TASK MATERIAL Start Marker

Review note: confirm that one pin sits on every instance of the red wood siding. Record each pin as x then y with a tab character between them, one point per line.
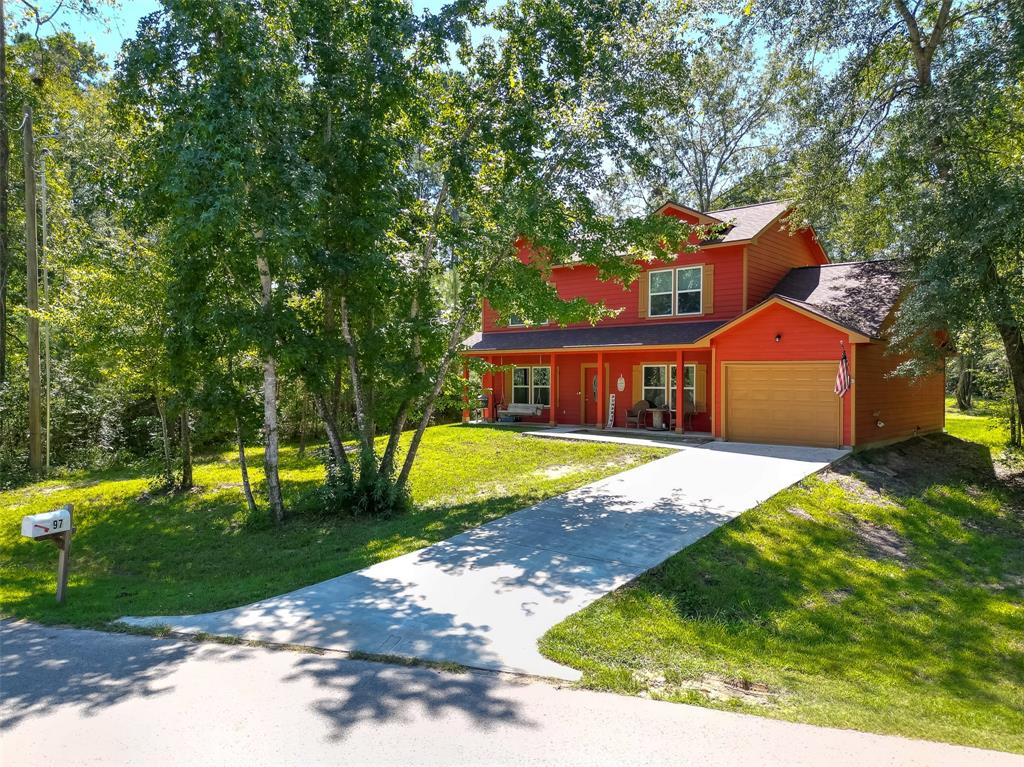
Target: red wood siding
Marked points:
582	282
568	382
905	406
803	339
775	252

TASK MATERIAL End Marker

Among the lines of the listing above, which ones contain the word "siding"? Show them.

SOLUTION
Review note: confirm that one pin sits on every instance of the red wood siding. Record each pin as x then y with a tab character between them, one point per line.
Target: red wood siding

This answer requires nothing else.